> [WHAT NEEDS TO BE DONE] Reproduce the data that follows in its entirety, character for character.

[Natural-language object grounding data]
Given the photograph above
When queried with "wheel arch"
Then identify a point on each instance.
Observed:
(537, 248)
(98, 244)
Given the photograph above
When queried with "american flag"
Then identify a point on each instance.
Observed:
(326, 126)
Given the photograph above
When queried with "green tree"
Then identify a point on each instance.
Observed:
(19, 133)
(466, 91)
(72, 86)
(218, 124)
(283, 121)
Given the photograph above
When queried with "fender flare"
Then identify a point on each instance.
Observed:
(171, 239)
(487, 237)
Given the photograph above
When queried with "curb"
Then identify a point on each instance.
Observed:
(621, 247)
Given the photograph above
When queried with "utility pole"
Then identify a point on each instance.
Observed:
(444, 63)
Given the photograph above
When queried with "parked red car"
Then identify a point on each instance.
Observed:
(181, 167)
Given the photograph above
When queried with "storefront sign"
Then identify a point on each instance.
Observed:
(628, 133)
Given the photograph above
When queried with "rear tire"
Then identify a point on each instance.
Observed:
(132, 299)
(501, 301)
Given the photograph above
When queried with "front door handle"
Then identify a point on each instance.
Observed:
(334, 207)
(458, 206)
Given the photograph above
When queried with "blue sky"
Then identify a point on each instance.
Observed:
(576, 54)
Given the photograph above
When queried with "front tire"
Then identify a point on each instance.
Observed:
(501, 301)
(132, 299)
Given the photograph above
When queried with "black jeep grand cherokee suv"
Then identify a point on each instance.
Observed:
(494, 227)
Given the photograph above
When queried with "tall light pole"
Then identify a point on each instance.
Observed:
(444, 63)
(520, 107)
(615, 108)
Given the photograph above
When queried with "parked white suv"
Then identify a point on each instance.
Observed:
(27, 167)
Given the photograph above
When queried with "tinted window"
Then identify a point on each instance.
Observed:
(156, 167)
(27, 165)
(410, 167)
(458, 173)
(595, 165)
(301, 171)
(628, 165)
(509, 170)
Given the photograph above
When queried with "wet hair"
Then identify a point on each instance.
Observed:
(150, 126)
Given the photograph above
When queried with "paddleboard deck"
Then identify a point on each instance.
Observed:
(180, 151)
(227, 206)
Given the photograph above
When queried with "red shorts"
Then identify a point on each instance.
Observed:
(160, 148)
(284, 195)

> [TASK RESULT]
Given the photograph above
When queried with "wheel arch"
Then identify a point on each instance.
Observed:
(537, 248)
(98, 244)
Given the photograph above
When queried with "american flag"
Then identify a point on each instance.
Observed:
(326, 126)
Given the photograph above
When queried with "green tree"
Then identify a point on each instance.
Observed:
(19, 133)
(466, 91)
(72, 86)
(218, 124)
(283, 121)
Given the photograph above
When queried with "fender flare"
Then identify a point on each instance.
Observed:
(171, 239)
(487, 237)
Given the photograph above
When queried with "curb"
Then identify a point on each instance.
Observed:
(621, 247)
Given the photograph above
When queried with "utility pole"
Then identify a point on each instance.
Observed:
(444, 63)
Given the photograph above
When queried with "parked red car"
Then identify a point on each instance.
Observed:
(181, 167)
Given the photograph above
When queried with "storefront sign"
Then identify a point on each instance.
Observed:
(628, 133)
Given the photograph above
When queried with "rear tire"
Then identify a point on each instance.
Observed:
(132, 299)
(501, 301)
Given the photograph above
When queried with "front door handle"
Then identify a point on each instance.
Observed:
(334, 207)
(458, 206)
Given the photograph above
When queried with "blue sky"
Then identify a point on each instance.
Observed:
(576, 54)
Given the photograph above
When queried with "front tire"
Then identify a point on each instance.
Observed:
(501, 301)
(132, 299)
Given the photograph above
When queried with "black jeep grand cherokee suv"
Then identify a point on each instance.
Observed:
(494, 227)
Given the photograph above
When queried with "tall light pole"
Then identify a point on each instance.
Observed:
(444, 63)
(520, 107)
(615, 108)
Given the photograph above
When queried with "parked white suv"
Then identify a point on each instance.
Observed:
(27, 167)
Given the photograph above
When queried with "tinted window"
Then identify a point on each instance.
Observed:
(156, 167)
(27, 165)
(410, 167)
(458, 173)
(595, 165)
(301, 171)
(628, 165)
(509, 170)
Given the photograph above
When queried with "wet hair"
Then identify a point on each instance.
Observed:
(150, 126)
Given the photograph above
When queried with "paddleboard deck"
Then identify a point on each instance.
Observed:
(180, 151)
(227, 206)
Given the photograph above
When queried with "red shorts"
Then identify a point on each instance.
Observed:
(160, 148)
(284, 195)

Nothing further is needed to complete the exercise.